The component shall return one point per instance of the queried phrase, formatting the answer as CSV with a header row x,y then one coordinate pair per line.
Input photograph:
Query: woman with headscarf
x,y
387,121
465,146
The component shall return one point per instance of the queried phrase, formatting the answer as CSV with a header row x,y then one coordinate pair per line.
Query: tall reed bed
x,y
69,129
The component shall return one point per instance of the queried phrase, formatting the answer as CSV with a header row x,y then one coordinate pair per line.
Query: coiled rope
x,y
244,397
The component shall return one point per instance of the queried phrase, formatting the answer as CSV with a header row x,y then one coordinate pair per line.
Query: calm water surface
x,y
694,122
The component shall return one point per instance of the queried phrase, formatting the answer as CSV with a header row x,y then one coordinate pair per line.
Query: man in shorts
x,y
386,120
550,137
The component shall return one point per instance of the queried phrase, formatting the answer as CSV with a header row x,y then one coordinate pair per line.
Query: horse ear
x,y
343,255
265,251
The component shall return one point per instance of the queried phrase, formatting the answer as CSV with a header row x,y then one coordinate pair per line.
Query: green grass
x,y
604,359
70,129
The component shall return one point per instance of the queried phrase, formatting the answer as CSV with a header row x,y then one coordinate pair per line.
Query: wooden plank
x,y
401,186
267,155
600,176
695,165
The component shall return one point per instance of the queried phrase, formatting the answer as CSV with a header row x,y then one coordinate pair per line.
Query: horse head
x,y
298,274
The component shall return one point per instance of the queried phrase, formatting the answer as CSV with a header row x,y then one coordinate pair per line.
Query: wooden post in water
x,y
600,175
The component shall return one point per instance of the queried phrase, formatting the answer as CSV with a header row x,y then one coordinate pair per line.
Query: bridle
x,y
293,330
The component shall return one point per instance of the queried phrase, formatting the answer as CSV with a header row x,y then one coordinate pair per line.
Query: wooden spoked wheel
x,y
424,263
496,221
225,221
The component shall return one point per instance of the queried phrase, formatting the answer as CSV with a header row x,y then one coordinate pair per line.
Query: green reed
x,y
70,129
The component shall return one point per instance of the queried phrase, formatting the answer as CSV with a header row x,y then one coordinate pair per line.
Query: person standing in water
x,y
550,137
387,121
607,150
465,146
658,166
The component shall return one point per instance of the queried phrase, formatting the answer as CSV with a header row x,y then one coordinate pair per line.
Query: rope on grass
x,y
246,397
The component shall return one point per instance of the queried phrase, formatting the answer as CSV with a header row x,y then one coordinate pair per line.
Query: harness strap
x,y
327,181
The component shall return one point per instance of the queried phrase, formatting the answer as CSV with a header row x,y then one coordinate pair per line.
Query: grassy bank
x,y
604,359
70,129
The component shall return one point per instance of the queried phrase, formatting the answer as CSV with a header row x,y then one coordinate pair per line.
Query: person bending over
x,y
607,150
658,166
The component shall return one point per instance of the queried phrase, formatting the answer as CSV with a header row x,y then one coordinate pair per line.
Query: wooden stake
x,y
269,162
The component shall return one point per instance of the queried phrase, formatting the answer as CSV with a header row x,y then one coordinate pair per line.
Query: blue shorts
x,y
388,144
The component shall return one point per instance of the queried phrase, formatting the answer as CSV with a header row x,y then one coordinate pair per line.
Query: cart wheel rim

**TASK BRIEF:** Take the listing above and set it down exactly.

**COMPLETED EXERCISE:**
The component shall return one point per instance of the queried phrase, formatting the answer as CSV with a header row x,y then one coordinate pair per line.
Input photograph:
Query: woman with headscarf
x,y
387,121
465,146
The component shall return one point per instance of the queried phrase, formatting the answer as CSV with a header row x,y then one coordinate pair per line.
Query: tall reed bed
x,y
69,129
The component shall return one point per instance of the queried phrase, formatting the answer as CSV with a header row x,y then one coordinate pair per line.
Query: coiled rope
x,y
244,397
The component shall return one point per instance of the queried phrase, formatting the answer as CSV with a header row x,y then one coordinate pair per line.
Query: calm water surface
x,y
694,122
The component shall return one point per instance of the queried phrase, formatting the answer as CSV with a header row x,y then one coordinate pair per line.
Query: man in shorts
x,y
386,120
550,137
The component shall return one point per instance of the queried phrase, formatting the answer as CSV with a header row x,y then one coordinate pair per line.
Query: horse ear
x,y
343,255
265,251
The component shall return one point per instance of the queried phrase, formatting the answer as CSV with a header row x,y then one coordinate pair per line.
Query: green grass
x,y
604,359
70,129
The component shall return one point per instance of the queried phrase, formatting the answer as CSV with a header row x,y then one coordinate pair per line.
Query: wooden plank
x,y
401,186
267,155
600,176
695,165
The component shall return one point per instance of the queried phrase, formatting the answer as CSV with a header row x,y then one coordinate pair per line.
Query: horse head
x,y
298,274
The component shall return one point per instance of the queried phrase, formatting the answer as CSV with a header row x,y then one coordinate pair per line.
Query: wooden post in water
x,y
600,175
The component shall return one point per instance of the queried phrase, formatting the answer as CSV with a header row x,y then one coordinate pair per line.
Query: bridle
x,y
293,330
The component shall return one point per instance of the queried phrase, formatting the answer as CSV with a header row x,y then one coordinate pair per line.
Query: wooden spoked wheel
x,y
424,263
496,221
225,221
The component shall return one point per instance of the queried phrase, formatting the answer as CSV with a header row x,y then one coordinate pair per line.
Query: green reed
x,y
70,129
The component shall return one point per instance of the queried phrase, formatting the answer as CSV with a header row x,y then one coordinate pair per line.
Query: person standing in water
x,y
550,137
387,121
607,150
465,146
658,166
The component shall return one point per instance of the queried phrase, formatting the answer as CSV with a header row x,y then one coordinate pair per line.
Query: rope on grass
x,y
246,397
The component shall return one point per instance of the queried phrase, formatting the answer as CSV with a header row x,y then one coordinate pair per line.
Query: harness strap
x,y
327,181
The component shall return one point per instance of the queried phrase, formatting the answer as CSV with a header row x,y then one coordinate pair per line.
Query: grassy bank
x,y
604,359
70,129
The component shall return one point per instance of the queried phrase, formatting the answer as CSV with a header row x,y then one coordinate pair per line.
Query: person bending over
x,y
607,150
658,166
The component shall return one point per instance of the queried phrase, formatting the answer as CSV with a header row x,y then one coordinate pair per line.
Query: wooden stake
x,y
269,162
The component shall return one point per instance of the queried phrase, formatting the answer as CSV with a header row x,y then one coordinate pair per line.
Query: blue shorts
x,y
388,144
The component shall return one point per instance of the queried phrase, formatting the answer as CSV with a header row x,y then one coordinate pair per line.
Query: cart wheel rim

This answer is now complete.